-- The task --
Recast the data below as a numbered list with one entry per line, skipping any blank lines. Omit the pictures.

-- Given records --
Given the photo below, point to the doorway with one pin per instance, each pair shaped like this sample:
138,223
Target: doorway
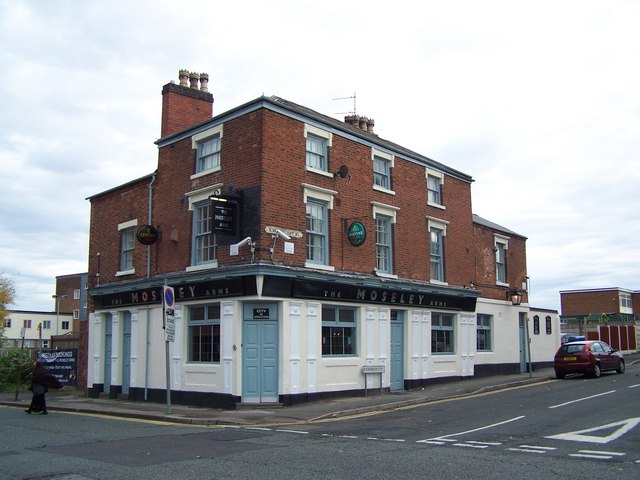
397,351
260,353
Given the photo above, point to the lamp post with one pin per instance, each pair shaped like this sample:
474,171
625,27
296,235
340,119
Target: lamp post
515,297
58,297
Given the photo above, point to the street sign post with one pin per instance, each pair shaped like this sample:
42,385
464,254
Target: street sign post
168,299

-- Task response --
1. Given the photo below, point to the doorway with one pin per instance, each pair shaped like this sample:
2. 138,223
3. Target: doorway
4. 397,351
5. 260,353
6. Given the photo above, point to the lamp post with one pin per instance, each pair shaped like this sample:
7. 474,171
8. 625,27
9. 296,235
10. 340,119
11. Target: lamp post
12. 515,297
13. 58,297
14. Given the photo above, point to the street sign post with one pin per instance, each pair shaped like this sample:
15. 42,385
16. 464,254
17. Target: street sign post
18. 168,299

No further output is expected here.